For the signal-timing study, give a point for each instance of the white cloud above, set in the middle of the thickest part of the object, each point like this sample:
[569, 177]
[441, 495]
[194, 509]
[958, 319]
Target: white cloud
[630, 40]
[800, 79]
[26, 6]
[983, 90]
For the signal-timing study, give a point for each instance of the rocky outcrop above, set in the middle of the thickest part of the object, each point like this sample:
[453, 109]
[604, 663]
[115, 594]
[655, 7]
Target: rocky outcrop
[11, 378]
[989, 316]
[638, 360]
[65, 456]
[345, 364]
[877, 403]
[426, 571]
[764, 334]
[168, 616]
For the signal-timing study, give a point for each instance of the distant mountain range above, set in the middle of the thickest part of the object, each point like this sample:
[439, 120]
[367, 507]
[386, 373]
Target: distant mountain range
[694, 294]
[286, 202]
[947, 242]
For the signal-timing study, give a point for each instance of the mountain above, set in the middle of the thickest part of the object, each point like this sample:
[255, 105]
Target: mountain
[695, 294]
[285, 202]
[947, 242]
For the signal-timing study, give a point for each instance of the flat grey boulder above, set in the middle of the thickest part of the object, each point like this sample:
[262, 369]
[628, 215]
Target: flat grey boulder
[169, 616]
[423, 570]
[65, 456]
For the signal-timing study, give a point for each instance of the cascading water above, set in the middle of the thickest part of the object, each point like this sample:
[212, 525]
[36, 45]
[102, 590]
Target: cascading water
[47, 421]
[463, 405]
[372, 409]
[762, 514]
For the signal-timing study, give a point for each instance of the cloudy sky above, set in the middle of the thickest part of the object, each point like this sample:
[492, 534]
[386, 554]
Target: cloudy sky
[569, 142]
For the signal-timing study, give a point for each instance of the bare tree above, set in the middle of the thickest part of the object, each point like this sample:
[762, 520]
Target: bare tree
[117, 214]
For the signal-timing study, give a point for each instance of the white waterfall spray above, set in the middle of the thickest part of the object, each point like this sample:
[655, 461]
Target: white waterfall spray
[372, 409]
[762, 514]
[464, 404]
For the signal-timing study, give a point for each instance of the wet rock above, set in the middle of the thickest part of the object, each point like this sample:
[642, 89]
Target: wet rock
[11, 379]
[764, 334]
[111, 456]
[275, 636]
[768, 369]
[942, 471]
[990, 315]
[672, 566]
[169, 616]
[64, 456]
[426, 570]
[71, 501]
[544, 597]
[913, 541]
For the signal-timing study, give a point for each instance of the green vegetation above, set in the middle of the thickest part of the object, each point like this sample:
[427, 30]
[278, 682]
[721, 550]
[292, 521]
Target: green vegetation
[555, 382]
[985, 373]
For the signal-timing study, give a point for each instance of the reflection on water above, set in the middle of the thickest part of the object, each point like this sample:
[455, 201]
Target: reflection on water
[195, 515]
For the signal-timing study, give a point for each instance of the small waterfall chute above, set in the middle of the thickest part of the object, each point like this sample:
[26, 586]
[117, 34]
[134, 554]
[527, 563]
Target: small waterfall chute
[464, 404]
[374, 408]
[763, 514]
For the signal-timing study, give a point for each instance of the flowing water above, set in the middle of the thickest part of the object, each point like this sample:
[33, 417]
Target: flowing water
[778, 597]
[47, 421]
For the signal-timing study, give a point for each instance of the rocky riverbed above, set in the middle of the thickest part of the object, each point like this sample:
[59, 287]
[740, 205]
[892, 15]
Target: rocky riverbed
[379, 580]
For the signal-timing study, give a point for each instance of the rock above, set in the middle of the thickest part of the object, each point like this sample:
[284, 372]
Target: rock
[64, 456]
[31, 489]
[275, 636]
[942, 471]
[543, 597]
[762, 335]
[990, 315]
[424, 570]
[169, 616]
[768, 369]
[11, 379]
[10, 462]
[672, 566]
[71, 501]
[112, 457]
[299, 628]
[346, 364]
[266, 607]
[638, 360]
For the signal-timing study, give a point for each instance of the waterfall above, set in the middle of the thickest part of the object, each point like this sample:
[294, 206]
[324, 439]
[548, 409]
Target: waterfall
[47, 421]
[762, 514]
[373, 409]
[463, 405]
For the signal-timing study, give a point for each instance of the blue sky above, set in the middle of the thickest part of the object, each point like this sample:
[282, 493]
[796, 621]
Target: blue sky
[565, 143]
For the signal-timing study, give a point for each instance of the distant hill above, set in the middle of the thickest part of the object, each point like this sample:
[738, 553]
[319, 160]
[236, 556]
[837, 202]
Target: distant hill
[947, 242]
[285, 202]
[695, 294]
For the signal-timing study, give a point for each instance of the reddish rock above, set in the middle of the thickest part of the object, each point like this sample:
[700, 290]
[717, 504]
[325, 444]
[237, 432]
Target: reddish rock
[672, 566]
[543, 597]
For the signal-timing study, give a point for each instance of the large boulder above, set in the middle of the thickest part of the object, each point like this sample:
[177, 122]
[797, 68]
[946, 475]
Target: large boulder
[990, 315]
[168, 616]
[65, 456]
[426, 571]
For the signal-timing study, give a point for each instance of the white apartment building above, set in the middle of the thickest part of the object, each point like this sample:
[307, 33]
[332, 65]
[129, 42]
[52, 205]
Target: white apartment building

_DIRECTION:_ Output the complete data exactly as written.

_RESULT OF THIS TASK:_
For the signal-timing study, give a point for each instance of the white cloud above, set in the middle of the thickest part of the object, each point like this sample:
[569, 177]
[441, 495]
[194, 509]
[958, 319]
Target: white cloud
[630, 40]
[800, 79]
[26, 6]
[983, 90]
For the signal-timing study, give a point for each instance of the rocky outcrop above, set in the middle of the thickest part of the object, each point like this sample:
[453, 109]
[604, 663]
[115, 594]
[655, 7]
Target: rocky outcrop
[11, 378]
[989, 316]
[638, 360]
[65, 456]
[345, 364]
[877, 403]
[426, 571]
[764, 334]
[168, 616]
For the signal-timing study, give a point for each instance of the distant mountain range above, set in the middle of the thickest part of the object, each point like this sample:
[439, 120]
[367, 507]
[386, 373]
Target: distant mountain range
[694, 294]
[286, 202]
[947, 242]
For the signal-timing study, give a point for each instance of the mountain above, set in the middle of the thickest part of the object, each point like this sample:
[255, 105]
Target: mountain
[695, 294]
[285, 202]
[947, 242]
For the signal-timing study, give a point for each instance of the flat grey boulder above, set in the middle of the thickest part of the object, each point like this sample:
[262, 369]
[628, 215]
Target: flat grey boulder
[169, 616]
[423, 570]
[65, 456]
For the signal-timing study, give a point for each instance of the cascading water above, set in the middle of the thickest part of the object, each point like this sample:
[212, 525]
[36, 45]
[102, 590]
Target: cascading water
[47, 421]
[463, 405]
[372, 409]
[762, 514]
For the signal-timing study, give a point for each instance of the cloudy sky above, set in the middle of the thickest part of the object, each point like this sample:
[492, 534]
[386, 554]
Target: cloudy sky
[569, 142]
For the signal-timing study, give a point for each instance of the bare tree above, set in the middle of the thickest part of the object, each point like this sample:
[762, 520]
Target: bare tree
[117, 214]
For the signal-timing study, give a point for each instance of the white waterfall spray above, set in the middle of the thickest part of the object, each point like this sample:
[655, 461]
Target: white waterfall spray
[372, 409]
[762, 514]
[464, 404]
For the signal-timing study, give a point for each instance of the wet rock above, set in the middle of the thickest part of the object, each point like this sample:
[642, 89]
Target: wet rock
[11, 379]
[764, 334]
[111, 456]
[275, 636]
[768, 369]
[942, 471]
[990, 315]
[672, 566]
[169, 616]
[64, 456]
[426, 570]
[71, 501]
[544, 597]
[913, 541]
For the signal-timing study, give a point for each instance of the green vegetation above, set in the middle of the thickest part of the object, each point like this sample:
[427, 30]
[278, 682]
[721, 550]
[292, 521]
Target: green vegetation
[555, 382]
[985, 373]
For the signal-timing study, give a point for each instance of the reflection on water above, set in the middle of the thickest part of the object, each point like this sample:
[455, 201]
Target: reflection on water
[195, 515]
For the signal-timing study, give a point for each instance of the small waterfall chute above, set in the middle of the thickest part of the object, each point like this sample:
[26, 586]
[117, 34]
[134, 554]
[527, 563]
Target: small waterfall chute
[464, 404]
[374, 408]
[763, 514]
For the signal-timing study, give a point for each instance of the flowing water above, set in the middle of the thickest part of the object, each point like this sample:
[33, 417]
Target: flowing water
[778, 597]
[47, 421]
For the signal-timing study, give a point for each instance of the rocky riverbed above, set in the middle of the thickest part of the object, each point like this sample:
[59, 287]
[740, 205]
[892, 15]
Target: rocky riverbed
[379, 580]
For the signal-timing study, give a point for each instance of the rock above, set in the middle of the thickest part of the object, each point like this sample:
[284, 372]
Target: rock
[64, 456]
[31, 489]
[275, 636]
[942, 471]
[543, 597]
[762, 335]
[990, 315]
[424, 570]
[169, 616]
[768, 369]
[11, 379]
[10, 462]
[672, 566]
[71, 501]
[112, 457]
[299, 628]
[346, 364]
[266, 607]
[638, 360]
For the signal-timing study, give a point for each instance of the waterfall above, set in the middle of the thickest part of the object, each point like this sample:
[294, 206]
[324, 439]
[548, 409]
Target: waterfall
[47, 421]
[762, 514]
[373, 409]
[463, 405]
For the signal-timing study, give a point for each instance of the blue sky above, set in the middle of the thickest part of the object, each point like this sample:
[282, 493]
[796, 621]
Target: blue sky
[565, 143]
For the signal-timing study, give a point for each instance of the distant hill above, set in the middle of the thickest part of the object, each point like this sample:
[738, 553]
[319, 160]
[236, 556]
[837, 202]
Target: distant hill
[947, 242]
[285, 202]
[695, 294]
For the signal-timing study, give a point for each instance of the reddish rock above, set in the middle of the thickest part of the object, each point like this sample:
[700, 290]
[717, 504]
[325, 444]
[237, 432]
Target: reddish rock
[672, 566]
[543, 597]
For the signal-timing study, give a point for each instance of the large boulder above, set in the middle of the thickest part of the object, each point like this sample:
[177, 122]
[797, 68]
[946, 475]
Target: large boulder
[990, 315]
[168, 616]
[65, 456]
[426, 571]
For the signal-timing study, give a point for each instance of the white apartment building above, set in the middle of the thickest part of the object, each point like this sample:
[307, 33]
[332, 65]
[129, 42]
[52, 205]
Target: white apartment building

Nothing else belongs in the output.